==== Selected passage ====

Monday, 20 October 2014

ONE DIRECTION MARRIAGE

ONE DIRECTION MARRIAGE

I remember very vividly the messagr an uncle gave me when I was making preparations for my wedding.  He said it might look as though this wedding was the highlight of my life, I would soon discover that there's more to life after saying I DO. True to words I discovered soon enough.
One of the best marriage advice you can ever get is this: marry someone who shares the same dreams and aspirations with you. Only then can your marriage be guaranteed a future.
Marriage is easier when you're both headed in the same direction. There are so many challenges you would encounter down the road and it is those things you have in common that will help you survive the PULL effect.
Talk about your career goals, financial goals, family goals and every other life goals in details before you make you make any commitment
Looking at how some ladies talk about their wedding day, you'd think its what their whole existed has been all about.  As a result they make no further future plans post wedding.

==== Supplied entries ====

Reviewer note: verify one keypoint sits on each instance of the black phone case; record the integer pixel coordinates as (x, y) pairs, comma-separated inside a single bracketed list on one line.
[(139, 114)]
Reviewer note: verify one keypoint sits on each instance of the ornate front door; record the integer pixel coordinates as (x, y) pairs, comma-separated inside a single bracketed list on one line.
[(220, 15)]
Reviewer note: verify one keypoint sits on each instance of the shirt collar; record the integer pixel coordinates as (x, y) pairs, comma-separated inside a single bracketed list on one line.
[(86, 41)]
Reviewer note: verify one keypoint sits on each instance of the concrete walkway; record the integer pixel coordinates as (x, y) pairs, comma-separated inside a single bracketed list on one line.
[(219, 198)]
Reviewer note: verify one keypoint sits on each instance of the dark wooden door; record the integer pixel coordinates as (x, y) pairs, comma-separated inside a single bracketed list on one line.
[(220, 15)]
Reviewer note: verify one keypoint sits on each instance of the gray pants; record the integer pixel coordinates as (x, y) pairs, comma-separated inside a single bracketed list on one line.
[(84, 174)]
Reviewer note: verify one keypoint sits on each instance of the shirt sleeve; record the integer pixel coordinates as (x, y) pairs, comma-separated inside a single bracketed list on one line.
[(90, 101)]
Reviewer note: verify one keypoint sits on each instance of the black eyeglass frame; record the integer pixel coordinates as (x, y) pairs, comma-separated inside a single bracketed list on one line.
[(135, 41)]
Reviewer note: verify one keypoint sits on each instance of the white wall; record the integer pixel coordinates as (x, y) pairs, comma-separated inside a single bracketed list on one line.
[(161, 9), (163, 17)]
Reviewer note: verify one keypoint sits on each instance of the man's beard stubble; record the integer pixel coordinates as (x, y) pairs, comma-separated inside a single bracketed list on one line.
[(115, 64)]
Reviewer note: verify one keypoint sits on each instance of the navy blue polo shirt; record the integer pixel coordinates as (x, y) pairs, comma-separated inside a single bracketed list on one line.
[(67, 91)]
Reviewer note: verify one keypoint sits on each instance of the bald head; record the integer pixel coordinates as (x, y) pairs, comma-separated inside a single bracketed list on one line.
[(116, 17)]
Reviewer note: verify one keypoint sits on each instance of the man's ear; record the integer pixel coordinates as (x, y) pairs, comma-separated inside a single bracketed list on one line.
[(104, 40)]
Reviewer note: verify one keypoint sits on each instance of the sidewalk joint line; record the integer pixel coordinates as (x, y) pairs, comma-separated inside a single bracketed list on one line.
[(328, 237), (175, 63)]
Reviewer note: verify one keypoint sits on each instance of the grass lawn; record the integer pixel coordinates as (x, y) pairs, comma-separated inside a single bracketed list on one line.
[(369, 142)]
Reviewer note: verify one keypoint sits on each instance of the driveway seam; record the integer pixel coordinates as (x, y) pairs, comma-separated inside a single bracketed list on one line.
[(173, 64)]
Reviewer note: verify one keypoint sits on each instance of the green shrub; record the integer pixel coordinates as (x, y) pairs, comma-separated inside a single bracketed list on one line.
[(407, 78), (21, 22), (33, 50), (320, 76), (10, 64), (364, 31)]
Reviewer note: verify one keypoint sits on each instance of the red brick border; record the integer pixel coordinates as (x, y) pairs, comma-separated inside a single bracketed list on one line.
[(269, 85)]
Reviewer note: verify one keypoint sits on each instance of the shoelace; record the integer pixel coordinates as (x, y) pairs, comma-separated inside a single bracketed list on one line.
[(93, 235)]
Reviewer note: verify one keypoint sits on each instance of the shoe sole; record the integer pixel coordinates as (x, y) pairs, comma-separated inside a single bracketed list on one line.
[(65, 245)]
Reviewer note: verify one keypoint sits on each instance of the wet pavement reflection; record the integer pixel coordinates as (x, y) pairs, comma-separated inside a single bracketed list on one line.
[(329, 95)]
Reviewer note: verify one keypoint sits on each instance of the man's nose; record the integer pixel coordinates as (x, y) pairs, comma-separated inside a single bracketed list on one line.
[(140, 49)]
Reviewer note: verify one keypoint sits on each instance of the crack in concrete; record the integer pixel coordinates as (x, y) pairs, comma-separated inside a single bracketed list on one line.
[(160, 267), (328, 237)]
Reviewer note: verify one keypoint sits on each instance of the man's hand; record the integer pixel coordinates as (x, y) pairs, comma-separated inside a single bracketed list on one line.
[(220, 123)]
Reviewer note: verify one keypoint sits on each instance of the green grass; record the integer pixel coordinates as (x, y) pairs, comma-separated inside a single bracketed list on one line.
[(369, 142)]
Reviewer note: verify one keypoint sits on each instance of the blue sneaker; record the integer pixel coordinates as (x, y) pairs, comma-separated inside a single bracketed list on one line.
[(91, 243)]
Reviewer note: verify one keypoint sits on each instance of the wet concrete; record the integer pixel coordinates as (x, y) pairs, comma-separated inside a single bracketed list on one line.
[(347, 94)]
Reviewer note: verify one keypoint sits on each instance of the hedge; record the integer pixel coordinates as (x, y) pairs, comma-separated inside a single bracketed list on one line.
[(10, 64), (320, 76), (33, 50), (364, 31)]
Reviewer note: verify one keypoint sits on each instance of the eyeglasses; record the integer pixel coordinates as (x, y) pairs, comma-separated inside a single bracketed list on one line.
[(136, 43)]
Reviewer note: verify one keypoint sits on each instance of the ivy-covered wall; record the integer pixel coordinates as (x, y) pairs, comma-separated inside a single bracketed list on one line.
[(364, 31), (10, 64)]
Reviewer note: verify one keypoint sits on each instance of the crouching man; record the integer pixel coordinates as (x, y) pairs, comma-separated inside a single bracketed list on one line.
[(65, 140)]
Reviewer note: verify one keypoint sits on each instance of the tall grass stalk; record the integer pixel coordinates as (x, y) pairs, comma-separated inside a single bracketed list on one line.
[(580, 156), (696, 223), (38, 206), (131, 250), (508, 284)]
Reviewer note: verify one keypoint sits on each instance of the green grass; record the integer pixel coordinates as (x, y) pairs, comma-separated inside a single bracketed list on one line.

====

§ **Tasks to complete**
1 – List the kinds of goals that the blog post on marriage names as things to discuss before making a commitment.
2 – Write the next few sentences of the blog post on marriage, picking up after its final sentence.
The records come from a separate source and have no connection to the blog post on marriage.

§ **Results of the tasks**
1 – Career goals, financial goals, family goals

2 –
Have you ever heard a single lady talk about the kind of man she wants? You hear things like "I want a God fearing, handsome, fair, tall......." and the list is endless.  There's nothing wrong with wanting all these things but there's something wrong with being shallow.
How do ascertain your compatibility when you dont even know what you want for yourself?
How do join someone on his/her journey when you dont even know where you are headed?
In his book "Good to Great" Jim Collins talking about hiring said its not enough to get the right people on board, you must ensure they are going your way i. e they share the same vision or goals similar to that of the organization.
The same applies to marriage.  Dont make this lifetime journey with anyone unless your sure you're headed in the same direction.
If you marry an individual who has different interest and goals from yours, not only will the marriage not work, you'll be mostly frustrated and unfulfilled.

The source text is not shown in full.